#### Document

At the same time Korean media are actively discussing another conflict with the US — over changes to Korea’s law on networks and online platforms, the so‑called “anti‑disinformation law” (정보통신망법 개정안). As Maeil Kyungje reports, the US State Department in early January expressed “serious concern” that the new rules could negatively affect the business of “US‑based online platforms” and weaken freedom of expression. Seoul insists the law is aimed at protecting users and does not discriminate against particular countries or companies. An editorial column on the Daum portal states that the ruling party “pushed through” the law, effectively ignoring warnings that it could become “the fuse for a trade conflict with the US,” and now risks facing both pressure from American authorities and displeasure from global IT giants. For a Korean audience this recalls European debates on digital regulation, but with an important difference: Europe at least has its own digital champions and economic weight, while Korea fears being squeezed between American and Chinese platforms and losing space for its own regulatory policy.

Korean analytical programs, such as Yonhap News TV’s report on the war in Ukraine and the US role, paint an even more complex picture. The piece highlights that Russia continues to increase strikes on Ukraine’s energy infrastructure precisely as talks on a ceasefire are underway, while the US, “advocating peace,” avoids more active intervention that could change the balance on the battlefield. For a Korean viewer the familiar motif is audible: America supports an ally but carefully meters the degree of involvement, primarily based on its own risks. Seoul projects the Ukrainian case onto its own situation with North Korea and China: how far is the US willing to go to defend an ally if that risks direct confrontation with a nuclear power?

It is interesting that in Korean discourse, as in European discourse, criticism of the US does not mean rejection of the alliance. On the contrary, comments often rest on the idea that this is precisely why the ally must be predictable and consistent. When the US State Department first warns of free speech risks from a Korean law and then pushes in Europe and Korea for terms more favorable to its tech giants on trade and data protection, this is perceived not as an abstract ideological dispute but as a concrete struggle for control over data, advertising and markets.

There is also a softer line of discussion of the US, visible for example in German political commentary: a comparison of economic dynamics. In a Die Welt article about Chancellor Friedrich Merz’s foreign policy ambitions, it is said that one of his central tasks is to close the “growth gap” with the US and China and, within Europe, to push for deregulation, strengthening the single market and new trade agreements to restore competitiveness. In this context the US serves not only as a foreign policy but also an economic benchmark: Germany recognizes that under the American “Inflation Reduction Act” and the pull of investment into green and high‑tech industry, Europe will have to either adapt or lose out.

Against this backdrop even seemingly “outside‑the‑system” stories, like German Interior Minister Alexander Dobrindt’s refusal to support a boycott of the 2026 World Cup in the US, Canada and Mexico, take on political significance. In an interview quoted by WELT he says he does not think it right to “politicize sport,” even as he criticizes practices of the US immigration agency ICE. In polemics with Greens and some SPD members calling for a boycott, the word “US” becomes symbolic: for some it represents double standards on human rights, for others it remains a necessary partner — someone to argue with, but not to burn bridges with.

########

* [Work to complete]
• 1. Please print the commentary from "Against this backdrop" to "burn bridges with.".
• 2. Name every country the commentary gives as a host of the 2026 World Cup.
Work from the commentary alone, without bringing in outside knowledge.

#### Extracted data

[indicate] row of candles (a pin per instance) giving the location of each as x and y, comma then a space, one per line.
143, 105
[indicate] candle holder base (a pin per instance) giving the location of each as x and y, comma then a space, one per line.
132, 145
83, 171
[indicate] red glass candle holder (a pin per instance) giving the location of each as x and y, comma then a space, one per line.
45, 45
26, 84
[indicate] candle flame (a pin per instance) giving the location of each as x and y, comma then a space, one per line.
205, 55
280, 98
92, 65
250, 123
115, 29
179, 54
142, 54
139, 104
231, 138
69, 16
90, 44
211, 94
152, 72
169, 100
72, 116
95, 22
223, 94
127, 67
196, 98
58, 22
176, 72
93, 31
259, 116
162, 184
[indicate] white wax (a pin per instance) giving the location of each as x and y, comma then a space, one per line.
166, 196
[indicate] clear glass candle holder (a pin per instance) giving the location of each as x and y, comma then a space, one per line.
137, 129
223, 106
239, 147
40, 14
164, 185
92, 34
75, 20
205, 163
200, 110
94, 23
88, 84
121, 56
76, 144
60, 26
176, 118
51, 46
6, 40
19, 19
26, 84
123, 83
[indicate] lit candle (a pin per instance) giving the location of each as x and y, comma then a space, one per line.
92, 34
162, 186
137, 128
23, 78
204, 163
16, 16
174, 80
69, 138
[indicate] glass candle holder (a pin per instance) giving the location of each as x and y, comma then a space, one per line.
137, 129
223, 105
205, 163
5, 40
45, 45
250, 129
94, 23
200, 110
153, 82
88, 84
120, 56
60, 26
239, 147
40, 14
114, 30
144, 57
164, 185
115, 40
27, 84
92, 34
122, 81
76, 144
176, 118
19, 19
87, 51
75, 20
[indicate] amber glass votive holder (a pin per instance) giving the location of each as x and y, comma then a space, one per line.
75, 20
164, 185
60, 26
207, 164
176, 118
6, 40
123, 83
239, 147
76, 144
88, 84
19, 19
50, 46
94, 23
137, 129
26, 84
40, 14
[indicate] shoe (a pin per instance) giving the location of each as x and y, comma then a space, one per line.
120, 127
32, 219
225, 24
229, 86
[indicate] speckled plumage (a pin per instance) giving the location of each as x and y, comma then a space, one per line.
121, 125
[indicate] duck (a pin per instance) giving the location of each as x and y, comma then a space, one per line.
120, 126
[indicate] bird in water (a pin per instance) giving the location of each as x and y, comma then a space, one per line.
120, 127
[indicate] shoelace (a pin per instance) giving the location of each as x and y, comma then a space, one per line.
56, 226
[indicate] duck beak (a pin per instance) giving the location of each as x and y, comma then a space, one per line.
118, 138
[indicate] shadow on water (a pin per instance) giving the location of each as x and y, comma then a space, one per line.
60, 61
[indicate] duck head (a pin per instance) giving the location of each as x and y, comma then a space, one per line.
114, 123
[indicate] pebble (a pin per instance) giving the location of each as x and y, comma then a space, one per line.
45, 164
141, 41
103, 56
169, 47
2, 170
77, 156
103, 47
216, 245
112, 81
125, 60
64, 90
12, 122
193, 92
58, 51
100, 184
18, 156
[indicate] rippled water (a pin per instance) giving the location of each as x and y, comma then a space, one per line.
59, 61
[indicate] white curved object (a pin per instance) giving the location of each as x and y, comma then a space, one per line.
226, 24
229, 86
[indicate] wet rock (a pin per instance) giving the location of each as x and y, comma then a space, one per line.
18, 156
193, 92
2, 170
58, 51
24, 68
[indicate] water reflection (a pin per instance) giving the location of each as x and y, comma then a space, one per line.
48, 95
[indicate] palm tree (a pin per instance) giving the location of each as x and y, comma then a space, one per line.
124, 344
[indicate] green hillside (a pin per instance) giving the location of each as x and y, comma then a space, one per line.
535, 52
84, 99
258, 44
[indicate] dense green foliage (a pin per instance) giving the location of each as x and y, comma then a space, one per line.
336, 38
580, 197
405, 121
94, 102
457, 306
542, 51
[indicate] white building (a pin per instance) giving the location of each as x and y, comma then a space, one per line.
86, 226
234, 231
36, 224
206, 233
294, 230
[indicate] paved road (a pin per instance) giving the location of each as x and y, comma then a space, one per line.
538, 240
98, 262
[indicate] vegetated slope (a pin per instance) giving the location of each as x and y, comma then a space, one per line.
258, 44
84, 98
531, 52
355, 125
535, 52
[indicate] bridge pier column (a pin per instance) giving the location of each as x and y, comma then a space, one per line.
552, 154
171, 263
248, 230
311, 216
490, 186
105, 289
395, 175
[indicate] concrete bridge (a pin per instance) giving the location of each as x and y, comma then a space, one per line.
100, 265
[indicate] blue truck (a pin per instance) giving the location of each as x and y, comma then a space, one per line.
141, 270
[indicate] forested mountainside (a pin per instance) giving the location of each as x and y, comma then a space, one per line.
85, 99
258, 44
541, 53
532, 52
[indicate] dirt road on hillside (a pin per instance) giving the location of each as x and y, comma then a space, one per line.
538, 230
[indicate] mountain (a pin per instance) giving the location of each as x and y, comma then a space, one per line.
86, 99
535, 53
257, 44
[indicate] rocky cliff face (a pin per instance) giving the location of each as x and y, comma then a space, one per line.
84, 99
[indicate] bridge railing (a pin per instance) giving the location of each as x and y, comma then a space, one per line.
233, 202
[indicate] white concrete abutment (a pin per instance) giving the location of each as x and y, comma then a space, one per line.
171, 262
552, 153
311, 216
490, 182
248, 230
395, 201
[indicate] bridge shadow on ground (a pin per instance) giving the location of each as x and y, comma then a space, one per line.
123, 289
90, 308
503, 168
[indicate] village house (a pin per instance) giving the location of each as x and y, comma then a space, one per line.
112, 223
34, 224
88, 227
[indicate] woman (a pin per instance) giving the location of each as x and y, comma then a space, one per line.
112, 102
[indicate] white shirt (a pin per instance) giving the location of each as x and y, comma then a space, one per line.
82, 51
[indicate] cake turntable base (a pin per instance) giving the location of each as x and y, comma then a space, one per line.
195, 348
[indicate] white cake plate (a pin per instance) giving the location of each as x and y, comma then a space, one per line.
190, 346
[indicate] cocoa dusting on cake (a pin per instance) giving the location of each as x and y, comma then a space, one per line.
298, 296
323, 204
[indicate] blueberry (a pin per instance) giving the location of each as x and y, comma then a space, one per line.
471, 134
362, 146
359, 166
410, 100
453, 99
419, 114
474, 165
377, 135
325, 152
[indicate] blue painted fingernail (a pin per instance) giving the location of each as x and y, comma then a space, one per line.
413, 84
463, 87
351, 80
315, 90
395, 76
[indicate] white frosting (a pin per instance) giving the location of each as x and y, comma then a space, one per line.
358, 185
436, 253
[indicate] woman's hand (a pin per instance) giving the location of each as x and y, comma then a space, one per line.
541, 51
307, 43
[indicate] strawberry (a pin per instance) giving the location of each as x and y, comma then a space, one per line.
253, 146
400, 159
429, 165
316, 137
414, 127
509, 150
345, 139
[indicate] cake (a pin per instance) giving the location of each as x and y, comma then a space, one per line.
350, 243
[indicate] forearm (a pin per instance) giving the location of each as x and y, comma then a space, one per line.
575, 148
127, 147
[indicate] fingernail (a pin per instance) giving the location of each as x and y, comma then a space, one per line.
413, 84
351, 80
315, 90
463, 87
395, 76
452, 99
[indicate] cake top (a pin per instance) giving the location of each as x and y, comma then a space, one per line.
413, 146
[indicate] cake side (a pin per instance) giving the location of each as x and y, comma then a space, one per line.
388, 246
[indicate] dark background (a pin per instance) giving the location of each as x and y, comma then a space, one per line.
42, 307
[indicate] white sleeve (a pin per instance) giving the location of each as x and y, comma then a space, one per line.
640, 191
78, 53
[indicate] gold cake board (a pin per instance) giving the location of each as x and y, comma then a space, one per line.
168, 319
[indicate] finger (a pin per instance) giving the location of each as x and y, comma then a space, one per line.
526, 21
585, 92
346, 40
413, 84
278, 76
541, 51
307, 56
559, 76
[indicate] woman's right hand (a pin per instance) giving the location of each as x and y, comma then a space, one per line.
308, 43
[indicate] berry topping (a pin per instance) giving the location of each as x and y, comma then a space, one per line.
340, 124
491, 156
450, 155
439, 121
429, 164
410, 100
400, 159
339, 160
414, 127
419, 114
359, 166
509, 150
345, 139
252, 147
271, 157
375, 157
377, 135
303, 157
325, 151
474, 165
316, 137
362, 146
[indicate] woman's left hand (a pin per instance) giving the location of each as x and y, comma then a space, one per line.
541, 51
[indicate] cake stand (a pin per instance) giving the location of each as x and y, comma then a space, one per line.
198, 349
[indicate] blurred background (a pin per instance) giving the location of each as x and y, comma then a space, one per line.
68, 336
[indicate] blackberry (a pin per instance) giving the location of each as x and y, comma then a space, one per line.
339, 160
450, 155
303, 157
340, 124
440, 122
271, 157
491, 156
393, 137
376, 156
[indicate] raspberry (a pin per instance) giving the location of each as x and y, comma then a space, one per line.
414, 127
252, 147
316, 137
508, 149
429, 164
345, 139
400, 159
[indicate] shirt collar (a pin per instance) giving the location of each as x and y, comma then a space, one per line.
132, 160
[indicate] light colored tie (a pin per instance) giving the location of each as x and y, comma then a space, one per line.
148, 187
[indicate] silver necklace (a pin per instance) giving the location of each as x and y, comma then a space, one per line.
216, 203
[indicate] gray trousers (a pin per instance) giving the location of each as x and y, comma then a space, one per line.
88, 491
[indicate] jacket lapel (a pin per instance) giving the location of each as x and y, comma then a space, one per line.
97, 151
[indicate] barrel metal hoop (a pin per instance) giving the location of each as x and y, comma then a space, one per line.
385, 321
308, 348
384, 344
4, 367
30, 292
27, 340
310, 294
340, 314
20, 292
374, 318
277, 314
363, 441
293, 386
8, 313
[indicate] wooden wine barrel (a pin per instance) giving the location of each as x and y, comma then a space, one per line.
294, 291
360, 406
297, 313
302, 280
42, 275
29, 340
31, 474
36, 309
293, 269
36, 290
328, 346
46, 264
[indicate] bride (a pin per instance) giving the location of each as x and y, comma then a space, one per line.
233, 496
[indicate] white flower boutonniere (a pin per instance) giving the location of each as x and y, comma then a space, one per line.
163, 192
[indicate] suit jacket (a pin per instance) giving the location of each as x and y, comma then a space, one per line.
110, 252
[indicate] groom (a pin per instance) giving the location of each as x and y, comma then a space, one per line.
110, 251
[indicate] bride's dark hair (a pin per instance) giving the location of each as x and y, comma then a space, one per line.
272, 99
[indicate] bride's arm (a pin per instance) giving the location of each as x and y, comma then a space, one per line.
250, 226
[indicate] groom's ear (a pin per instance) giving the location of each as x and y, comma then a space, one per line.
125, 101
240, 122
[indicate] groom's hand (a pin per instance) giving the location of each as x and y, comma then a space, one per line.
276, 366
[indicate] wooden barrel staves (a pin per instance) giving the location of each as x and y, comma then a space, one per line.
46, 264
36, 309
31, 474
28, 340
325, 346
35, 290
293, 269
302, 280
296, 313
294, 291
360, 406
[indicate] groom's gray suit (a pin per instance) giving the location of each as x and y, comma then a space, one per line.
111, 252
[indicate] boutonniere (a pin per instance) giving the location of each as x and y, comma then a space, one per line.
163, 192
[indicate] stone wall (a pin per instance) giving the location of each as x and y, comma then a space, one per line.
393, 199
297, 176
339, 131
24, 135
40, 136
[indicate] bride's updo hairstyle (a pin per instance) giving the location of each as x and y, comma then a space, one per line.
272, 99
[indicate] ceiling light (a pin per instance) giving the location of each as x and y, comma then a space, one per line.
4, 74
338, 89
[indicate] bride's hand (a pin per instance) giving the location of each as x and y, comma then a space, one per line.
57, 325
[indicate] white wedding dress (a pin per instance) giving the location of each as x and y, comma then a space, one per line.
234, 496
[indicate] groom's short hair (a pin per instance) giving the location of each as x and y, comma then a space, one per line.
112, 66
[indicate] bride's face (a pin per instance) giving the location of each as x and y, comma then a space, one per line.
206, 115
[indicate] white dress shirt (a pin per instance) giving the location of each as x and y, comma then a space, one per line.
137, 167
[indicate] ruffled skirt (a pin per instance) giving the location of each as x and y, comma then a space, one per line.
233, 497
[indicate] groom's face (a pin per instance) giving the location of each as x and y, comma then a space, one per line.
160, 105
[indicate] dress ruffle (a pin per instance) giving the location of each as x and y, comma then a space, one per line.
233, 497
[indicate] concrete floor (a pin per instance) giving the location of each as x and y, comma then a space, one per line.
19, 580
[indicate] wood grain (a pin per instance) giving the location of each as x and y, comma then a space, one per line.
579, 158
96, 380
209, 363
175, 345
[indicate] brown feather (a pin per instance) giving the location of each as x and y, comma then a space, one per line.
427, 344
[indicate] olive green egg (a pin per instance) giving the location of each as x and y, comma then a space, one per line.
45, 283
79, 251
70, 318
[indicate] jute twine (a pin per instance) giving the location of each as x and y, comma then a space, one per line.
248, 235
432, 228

########

* [Worked answers]
• 1.
Against this backdrop even seemingly “outside‑the‑system” stories, like German Interior Minister Alexander Dobrindt’s refusal to support a boycott of the 2026 World Cup in the US, Canada and Mexico, take on political significance. In an interview quoted by WELT he says he does not think it right to “politicize sport,” even as he criticizes practices of the US immigration agency ICE. In polemics with Greens and some SPD members calling for a boycott, the word “US” becomes symbolic: for some it represents double standards on human rights, for others it remains a necessary partner — someone to argue with, but not to burn bridges with.

• 2. The US, Canada, Mexico